● **Document segment**

"""

Prayer for Spiritual strength and finding soul mate/husband

Anonymous

Beloved of All
I’m currently at a crossroads in my life. A couple years ago, my boyfriend broke up with me—not because of any issues in our relationship but because he owed me money and he didn’t like when I held him accountable. Once we broke up, I finally decided to respond to messages from a guy who I liked back in high school. We hit it off and have been in touch since, but have never made it official due to distance. For the debt with my ex, we’re up to the last payment for the debt after 4+ years of waiting. The payment should come in any day now. In that same breath, the guy I started getting to know told me he’s been talking with someone else perhaps due to the distance and all that, but I’m still his number 1. I can’t wrap my mind around him being with anyone else so I just took a step back from that. Now I feel like these two events that happened around the same time are coming to a stop. And I just feel like I’m at a crossroad where I need direction. I want to find my person. I feel like I have so much love to give and I just want to find the person that God has ordained that I do life with. I feel like I’ve given my all in every relationship and I’ve been let down so many times. I loved my ex with all my heart, I would’ve gone to the ends of the earth for him. I was willing to fall on my sword for him just so he knew how much I loved him. So when that didn’t materialize just because I held him accountable for the debt, I was gutted. Now I just want to find my person, I want to grow spiritually and in such a way that when my person comes along I’ll be ready. I want to try my hardest to put everything of the past behind me; I just feel like both of these events have weighed heavily on me emotionally. Stuck between not feeling good enough to go the long run and not good enough for someone to just choose me. I just want to find someone who shows up and they just know that I’m the one they want to pursue until the end of time and they reassure me of that. For a minute I thought I had that, but it turns out that they preferred to call it quits than have someone hold them accountable. Just asking for your prayer for spiritual strength and finding my person. In Jesus’ name amen.

"""

● **Problem description**
Retype the prayer request above in full, word for word. The rows have nothing to do with this.

● **Listed records**
"""

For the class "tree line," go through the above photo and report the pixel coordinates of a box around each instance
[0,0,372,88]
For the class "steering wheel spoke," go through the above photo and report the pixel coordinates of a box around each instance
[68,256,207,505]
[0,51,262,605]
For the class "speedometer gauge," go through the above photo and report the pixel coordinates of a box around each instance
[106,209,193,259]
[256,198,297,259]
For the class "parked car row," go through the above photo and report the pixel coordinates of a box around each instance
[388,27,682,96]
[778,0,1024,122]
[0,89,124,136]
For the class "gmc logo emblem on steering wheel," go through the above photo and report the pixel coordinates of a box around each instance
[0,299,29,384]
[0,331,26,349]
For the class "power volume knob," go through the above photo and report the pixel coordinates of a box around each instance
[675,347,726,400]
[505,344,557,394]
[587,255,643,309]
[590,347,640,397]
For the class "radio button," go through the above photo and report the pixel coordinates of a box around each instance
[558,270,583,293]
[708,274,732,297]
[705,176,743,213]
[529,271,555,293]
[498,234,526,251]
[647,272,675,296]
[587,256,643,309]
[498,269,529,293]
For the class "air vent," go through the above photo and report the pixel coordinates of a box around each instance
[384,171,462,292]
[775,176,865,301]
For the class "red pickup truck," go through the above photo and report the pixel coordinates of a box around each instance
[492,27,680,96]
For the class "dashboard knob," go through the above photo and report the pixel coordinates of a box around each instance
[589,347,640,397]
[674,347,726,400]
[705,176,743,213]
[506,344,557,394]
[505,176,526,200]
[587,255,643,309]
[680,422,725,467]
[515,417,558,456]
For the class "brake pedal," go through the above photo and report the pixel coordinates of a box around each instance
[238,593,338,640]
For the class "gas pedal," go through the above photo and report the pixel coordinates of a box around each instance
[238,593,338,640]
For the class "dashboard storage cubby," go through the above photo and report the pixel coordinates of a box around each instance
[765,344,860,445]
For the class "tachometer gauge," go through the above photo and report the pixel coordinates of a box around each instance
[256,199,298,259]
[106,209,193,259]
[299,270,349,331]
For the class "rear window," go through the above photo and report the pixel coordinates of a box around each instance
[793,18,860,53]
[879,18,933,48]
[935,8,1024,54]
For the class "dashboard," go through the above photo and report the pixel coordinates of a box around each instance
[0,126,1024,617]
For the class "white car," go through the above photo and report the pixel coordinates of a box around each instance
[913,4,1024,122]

"""

● **Exercise solution**
Prayer for Spiritual strength and finding soul mate/husband

Anonymous

Beloved of All
I’m currently at a crossroads in my life. A couple years ago, my boyfriend broke up with me—not because of any issues in our relationship but because he owed me money and he didn’t like when I held him accountable. Once we broke up, I finally decided to respond to messages from a guy who I liked back in high school. We hit it off and have been in touch since, but have never made it official due to distance. For the debt with my ex, we’re up to the last payment for the debt after 4+ years of waiting. The payment should come in any day now. In that same breath, the guy I started getting to know told me he’s been talking with someone else perhaps due to the distance and all that, but I’m still his number 1. I can’t wrap my mind around him being with anyone else so I just took a step back from that. Now I feel like these two events that happened around the same time are coming to a stop. And I just feel like I’m at a crossroad where I need direction. I want to find my person. I feel like I have so much love to give and I just want to find the person that God has ordained that I do life with. I feel like I’ve given my all in every relationship and I’ve been let down so many times. I loved my ex with all my heart, I would’ve gone to the ends of the earth for him. I was willing to fall on my sword for him just so he knew how much I loved him. So when that didn’t materialize just because I held him accountable for the debt, I was gutted. Now I just want to find my person, I want to grow spiritually and in such a way that when my person comes along I’ll be ready. I want to try my hardest to put everything of the past behind me; I just feel like both of these events have weighed heavily on me emotionally. Stuck between not feeling good enough to go the long run and not good enough for someone to just choose me. I just want to find someone who shows up and they just know that I’m the one they want to pursue until the end of time and they reassure me of that. For a minute I thought I had that, but it turns out that they preferred to call it quits than have someone hold them accountable. Just asking for your prayer for spiritual strength and finding my person. In Jesus’ name amen.